| EXERCISE DETAILS |
Rewrite every entry below with "marker" changed to "point" and all other text left as it is. Leave the pictures out.

| AVAILABLE DATA |
** begin **

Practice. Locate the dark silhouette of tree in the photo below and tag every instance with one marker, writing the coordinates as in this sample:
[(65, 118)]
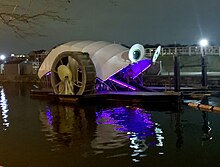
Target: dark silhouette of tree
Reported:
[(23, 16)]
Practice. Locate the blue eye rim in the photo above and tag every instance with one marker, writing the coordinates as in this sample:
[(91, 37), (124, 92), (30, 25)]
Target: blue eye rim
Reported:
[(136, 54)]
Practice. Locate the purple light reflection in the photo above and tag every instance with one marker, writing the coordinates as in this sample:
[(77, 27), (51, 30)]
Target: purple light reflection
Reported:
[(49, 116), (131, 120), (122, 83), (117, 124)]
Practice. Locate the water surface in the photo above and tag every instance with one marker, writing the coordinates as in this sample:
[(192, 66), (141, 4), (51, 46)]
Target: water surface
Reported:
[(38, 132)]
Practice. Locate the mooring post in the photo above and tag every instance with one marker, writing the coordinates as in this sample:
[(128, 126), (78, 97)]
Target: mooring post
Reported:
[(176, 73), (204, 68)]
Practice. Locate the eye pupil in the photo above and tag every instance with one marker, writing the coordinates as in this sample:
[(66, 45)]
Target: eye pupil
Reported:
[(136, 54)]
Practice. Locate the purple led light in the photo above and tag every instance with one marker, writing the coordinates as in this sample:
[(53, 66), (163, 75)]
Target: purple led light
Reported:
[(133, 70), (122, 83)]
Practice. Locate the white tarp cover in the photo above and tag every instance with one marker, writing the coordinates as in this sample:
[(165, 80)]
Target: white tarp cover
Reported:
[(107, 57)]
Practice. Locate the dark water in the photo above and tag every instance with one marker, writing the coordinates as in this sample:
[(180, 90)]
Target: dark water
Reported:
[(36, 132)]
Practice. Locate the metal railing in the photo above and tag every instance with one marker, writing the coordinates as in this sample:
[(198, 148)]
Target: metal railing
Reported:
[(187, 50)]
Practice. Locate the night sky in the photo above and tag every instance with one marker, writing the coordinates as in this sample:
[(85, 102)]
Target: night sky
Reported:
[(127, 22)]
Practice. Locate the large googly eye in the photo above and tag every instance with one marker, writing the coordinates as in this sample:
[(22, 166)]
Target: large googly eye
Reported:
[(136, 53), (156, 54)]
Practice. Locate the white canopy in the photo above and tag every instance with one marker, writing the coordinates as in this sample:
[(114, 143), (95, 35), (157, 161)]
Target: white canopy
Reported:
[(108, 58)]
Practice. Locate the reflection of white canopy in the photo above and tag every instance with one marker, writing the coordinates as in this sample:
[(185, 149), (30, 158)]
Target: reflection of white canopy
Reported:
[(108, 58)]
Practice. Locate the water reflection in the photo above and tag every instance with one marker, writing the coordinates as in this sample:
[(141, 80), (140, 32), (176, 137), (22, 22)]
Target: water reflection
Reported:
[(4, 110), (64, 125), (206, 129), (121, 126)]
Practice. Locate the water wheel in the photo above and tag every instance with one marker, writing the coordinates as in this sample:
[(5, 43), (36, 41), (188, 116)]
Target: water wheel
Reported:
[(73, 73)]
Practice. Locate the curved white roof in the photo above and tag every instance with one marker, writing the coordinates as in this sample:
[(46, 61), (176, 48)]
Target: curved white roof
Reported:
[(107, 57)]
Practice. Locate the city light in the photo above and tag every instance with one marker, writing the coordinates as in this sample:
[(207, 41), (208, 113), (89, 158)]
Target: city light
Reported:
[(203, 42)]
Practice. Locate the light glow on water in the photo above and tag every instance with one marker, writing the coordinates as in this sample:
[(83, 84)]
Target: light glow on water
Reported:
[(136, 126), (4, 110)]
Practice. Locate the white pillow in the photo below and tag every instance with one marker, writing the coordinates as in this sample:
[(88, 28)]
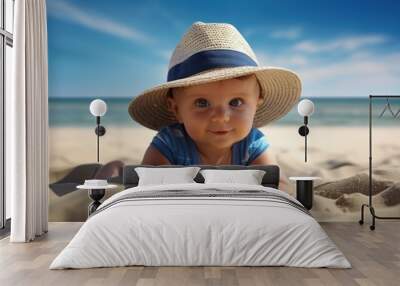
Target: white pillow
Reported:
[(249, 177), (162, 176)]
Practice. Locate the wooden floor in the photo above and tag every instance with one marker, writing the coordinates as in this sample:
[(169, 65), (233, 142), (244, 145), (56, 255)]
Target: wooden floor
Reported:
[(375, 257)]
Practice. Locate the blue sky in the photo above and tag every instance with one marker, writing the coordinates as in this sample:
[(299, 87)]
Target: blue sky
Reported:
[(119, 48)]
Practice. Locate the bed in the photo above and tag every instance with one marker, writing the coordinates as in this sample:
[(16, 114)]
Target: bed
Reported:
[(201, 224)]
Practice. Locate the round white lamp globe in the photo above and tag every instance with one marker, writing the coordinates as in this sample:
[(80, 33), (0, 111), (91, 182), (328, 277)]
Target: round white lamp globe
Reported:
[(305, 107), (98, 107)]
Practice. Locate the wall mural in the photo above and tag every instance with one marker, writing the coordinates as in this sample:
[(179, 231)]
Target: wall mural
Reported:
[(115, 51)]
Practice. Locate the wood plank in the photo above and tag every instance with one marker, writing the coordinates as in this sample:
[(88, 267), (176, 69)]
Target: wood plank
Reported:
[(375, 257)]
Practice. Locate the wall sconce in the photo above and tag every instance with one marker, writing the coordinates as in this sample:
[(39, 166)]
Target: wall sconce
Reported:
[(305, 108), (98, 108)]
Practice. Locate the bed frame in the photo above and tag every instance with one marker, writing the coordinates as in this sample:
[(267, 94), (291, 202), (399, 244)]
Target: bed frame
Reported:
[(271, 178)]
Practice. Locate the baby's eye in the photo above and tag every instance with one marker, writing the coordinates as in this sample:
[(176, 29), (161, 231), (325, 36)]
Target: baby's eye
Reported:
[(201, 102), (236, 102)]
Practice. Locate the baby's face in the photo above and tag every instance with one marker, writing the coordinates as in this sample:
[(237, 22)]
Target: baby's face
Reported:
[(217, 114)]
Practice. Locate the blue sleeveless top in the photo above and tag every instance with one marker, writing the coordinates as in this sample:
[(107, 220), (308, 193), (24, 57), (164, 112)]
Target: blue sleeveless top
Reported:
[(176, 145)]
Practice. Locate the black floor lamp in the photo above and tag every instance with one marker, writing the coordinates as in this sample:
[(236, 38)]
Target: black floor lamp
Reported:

** end **

| TASK ANSWER |
Practice. Locate the dark silhouette of tree in the photo below and tag every instance with one point, writing the coordinates as in this sample:
[(65, 118)]
Target: dark silhouette of tree
Reported:
[(23, 16)]
Practice. Locate the blue eye rim in the photo above and tag every instance with one point, writing the coordinates as in this sample:
[(91, 37), (124, 92), (30, 25)]
Target: blue eye rim
Reported:
[(136, 54)]
Practice. Locate the purple light reflection in the photo above and tag every instance with one point, writing the coordinates as in this sample:
[(77, 27), (51, 30)]
Target: purple light reflection
Reported:
[(49, 116), (131, 120), (122, 83), (117, 124)]
Practice. Locate the water surface in the photo above and tag every instance with one point, writing the coordinates as in this sample:
[(192, 66), (141, 4), (51, 46)]
Target: water surface
Reported:
[(38, 132)]
Practice. Locate the mooring post in the photo above and tag every instance with one point, writing the coordinates as in this sample:
[(128, 126), (78, 97)]
Target: mooring post
Reported:
[(176, 73), (204, 68)]
Practice. Locate the eye pupil in the photo above and tag every instance with one point, writing the coordinates as in this sample:
[(66, 45)]
Target: eye pupil
Reported:
[(136, 54)]
Practice. Locate the purple led light in the photo above and tag every instance with one point, writing the coordinates as in this sample:
[(53, 66), (163, 75)]
Target: purple led light
Reported:
[(133, 70), (122, 83)]
Practice. Locate the white tarp cover in the photo above and tag every instance with one point, writing the coordinates as in this sample:
[(165, 80)]
Target: white tarp cover
Reported:
[(107, 57)]
Practice. Locate the dark water in the photo above and tag every instance with one point, writing the coordinates as in this sample:
[(180, 90)]
Target: dark water
Reported:
[(36, 132)]
Practice. Locate the metal railing in the photo above and tag every instance with one point, writing the coordinates as in this sample:
[(198, 148)]
Target: metal railing
Reported:
[(187, 50)]
Practice. Locate the night sky in the photo above and tag every instance with one point, writing the coordinates as in this sample:
[(85, 102)]
Target: night sky
Reported:
[(127, 22)]
Practice. Locate the large googly eye in the photo above and tag every instance with one point, writing the coordinates as in this sample:
[(22, 166)]
Target: large googly eye
Reported:
[(136, 53), (156, 54)]
Practice. Locate the white canopy in the photo above and tag every instance with one point, writing the coordinates as in this sample:
[(114, 143), (95, 35), (157, 161)]
Target: white canopy
Reported:
[(108, 58)]
Practice. Locate the reflection of white canopy in the photo above and tag every instance with one point, writing the coordinates as in this sample:
[(185, 149), (30, 158)]
Target: reflection of white canopy
Reported:
[(108, 58)]
Practice. Locate the water reflection in the photo above and tag every instance with one point, writing the coordinates as in this sample:
[(141, 80), (140, 32), (176, 137), (22, 22)]
Target: water reflection
Reported:
[(4, 110), (64, 125), (206, 129), (121, 126)]
Practice. Locate the water wheel in the photo above and tag every instance with one point, writing the coordinates as in this sample:
[(5, 43), (36, 41), (188, 116)]
Target: water wheel
Reported:
[(73, 73)]
Practice. Locate the curved white roof in the photo above and tag every instance with one point, writing the coordinates as in this sample:
[(46, 61), (176, 48)]
Target: curved white roof
Reported:
[(107, 57)]
Practice. Locate the city light in the photo above and tag every instance with one point, writing the coordinates as in this sample:
[(207, 41), (208, 113), (89, 158)]
Target: city light
Reported:
[(203, 42)]
Practice. Locate the light glow on water in the photo above and tag every instance with one point, writing the coordinates as in this sample:
[(83, 84)]
Target: light glow on water
Reported:
[(136, 126), (4, 110)]
Practice. Locate the white pillow in the photo below and tag every instance with one point, writing the coordinates as in this sample:
[(88, 28)]
Target: white pillow
Reported:
[(249, 177), (162, 176)]
Practice. Locate the wooden floor in the photo above and tag every instance with one point, writing the coordinates as in this sample:
[(169, 65), (233, 142), (244, 145), (56, 255)]
Target: wooden floor
Reported:
[(375, 257)]
Practice. Locate the blue sky in the photo above and tag every instance with one point, writing the coordinates as in this sample:
[(299, 87)]
Target: blue sky
Reported:
[(119, 48)]
Practice. Locate the bed in the photo above and tag every instance with one point, writing the coordinates as in this sample:
[(16, 114)]
Target: bed
Reported:
[(201, 224)]
Practice. Locate the round white lamp globe in the photo above and tag every instance with one point, writing the coordinates as in this sample:
[(80, 33), (0, 111), (91, 182), (328, 277)]
Target: round white lamp globe
Reported:
[(305, 107), (98, 107)]
Practice. Locate the wall mural in the photo above and tag every instance with one point, writing the coordinates as in this sample:
[(179, 231)]
Target: wall mural
Reported:
[(115, 51)]
Practice. Locate the wood plank in the photo above and tag every instance with one point, writing the coordinates as in this sample:
[(88, 267), (176, 69)]
Target: wood plank
Reported:
[(375, 257)]
Practice. Locate the wall sconce in the photo above and tag every instance with one point, writing the coordinates as in this sample:
[(39, 166)]
Target: wall sconce
Reported:
[(305, 108), (98, 108)]
Practice. Locate the bed frame in the photo above and tag every instance with one point, writing the coordinates as in this sample:
[(267, 94), (291, 202), (399, 244)]
Target: bed frame
Reported:
[(271, 178)]
Practice. Locate the baby's eye in the photo above and tag every instance with one point, writing the coordinates as in this sample:
[(176, 29), (161, 231), (325, 36)]
Target: baby's eye
Reported:
[(201, 102), (236, 102)]
Practice. Locate the baby's face in the photo above and tag every instance with one point, writing the coordinates as in this sample:
[(237, 22)]
Target: baby's face
Reported:
[(217, 114)]
Practice. Locate the blue sleeveless top in the photo above and tag every instance with one point, writing the coordinates as in this sample:
[(107, 220), (308, 193), (24, 57), (164, 112)]
Target: blue sleeveless top
Reported:
[(176, 145)]
Practice. Locate the black floor lamp in the photo above and tag every instance with one point, writing the coordinates as in this sample:
[(236, 38)]
Target: black floor lamp
Reported:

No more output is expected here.